TASK STATEMENT »
This exercise calls for an exact copy of the data below.

DATASET ENTRIES »
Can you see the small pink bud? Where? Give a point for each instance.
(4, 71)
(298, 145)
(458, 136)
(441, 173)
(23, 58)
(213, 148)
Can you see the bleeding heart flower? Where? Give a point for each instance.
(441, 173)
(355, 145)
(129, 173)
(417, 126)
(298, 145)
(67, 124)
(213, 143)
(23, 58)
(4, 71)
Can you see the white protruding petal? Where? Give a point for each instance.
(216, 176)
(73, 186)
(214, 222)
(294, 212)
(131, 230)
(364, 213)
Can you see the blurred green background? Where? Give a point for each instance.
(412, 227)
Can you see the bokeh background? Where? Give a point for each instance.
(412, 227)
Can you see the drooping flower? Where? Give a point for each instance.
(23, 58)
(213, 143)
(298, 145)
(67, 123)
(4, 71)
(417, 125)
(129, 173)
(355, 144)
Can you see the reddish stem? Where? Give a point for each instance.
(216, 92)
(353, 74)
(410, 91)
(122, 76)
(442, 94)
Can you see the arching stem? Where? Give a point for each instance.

SOLVED EXERCISE »
Can you see the small pink bud? Where? Give a point for each instance.
(4, 71)
(298, 145)
(458, 136)
(441, 173)
(23, 58)
(213, 148)
Can you see the bleeding heart flower? Where? Give a point for each instance.
(441, 173)
(355, 145)
(129, 173)
(417, 126)
(298, 145)
(67, 124)
(213, 143)
(23, 58)
(4, 71)
Can you see the white protruding petal? Where? Give a point for each instance.
(216, 176)
(73, 186)
(214, 222)
(294, 212)
(131, 230)
(364, 213)
Can you see the blurred green background? Where? Give a point for each instance.
(412, 227)
Can you see the bokeh background? Where? Give a point for each instance.
(412, 227)
Can you see the drooping flower? Where? Give a point for each instance.
(23, 58)
(213, 143)
(298, 145)
(67, 123)
(4, 71)
(417, 125)
(129, 173)
(355, 144)
Can you see the reddish stem? Where? Give a point for each instance.
(216, 92)
(353, 74)
(410, 91)
(122, 76)
(442, 94)
Can you see the arching stem? Where? Give a point for each instance.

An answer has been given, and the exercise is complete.